### WHAT TO PRODUCE
Count the lines below that contain the string "ymin", matching case exactly, and give only the number.

============================================================

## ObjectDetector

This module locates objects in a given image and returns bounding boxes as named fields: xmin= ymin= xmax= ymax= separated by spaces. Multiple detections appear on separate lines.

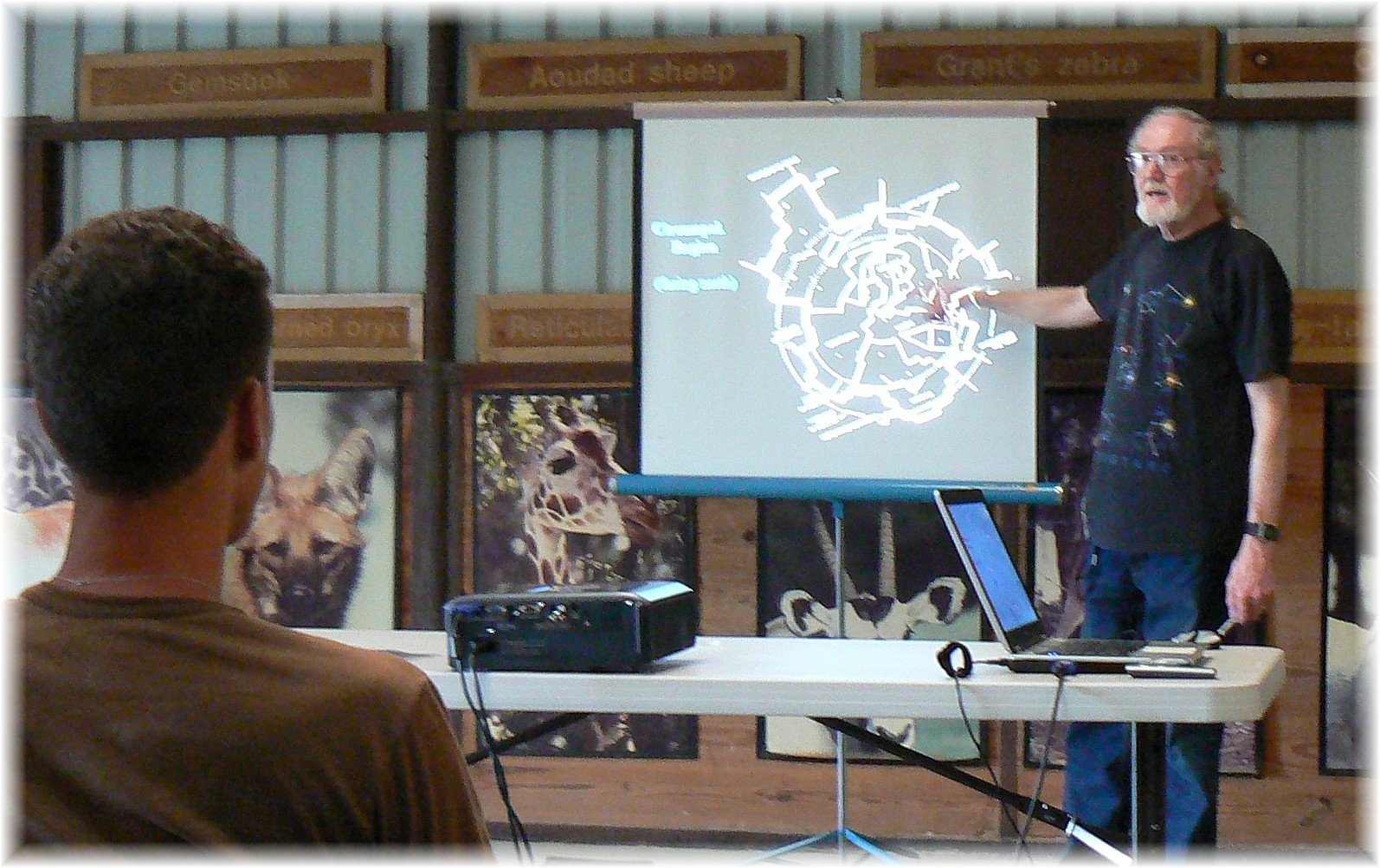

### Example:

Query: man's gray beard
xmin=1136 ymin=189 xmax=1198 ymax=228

============================================================

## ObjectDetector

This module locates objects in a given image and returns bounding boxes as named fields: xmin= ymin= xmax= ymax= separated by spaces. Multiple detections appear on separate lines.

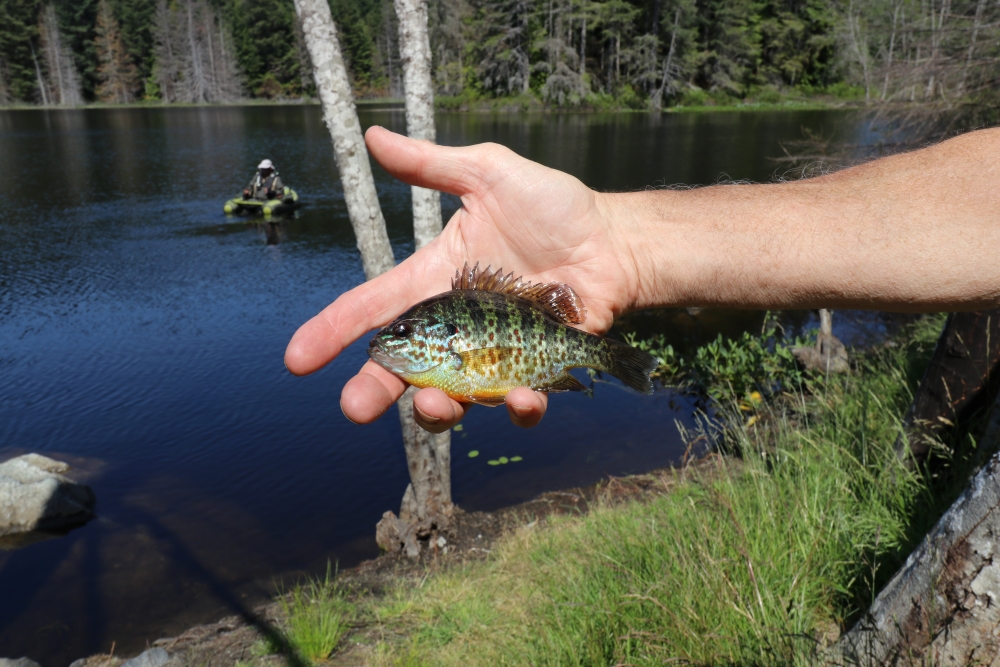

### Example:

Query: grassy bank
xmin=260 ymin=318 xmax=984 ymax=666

============================================================

### THE SOLUTION
4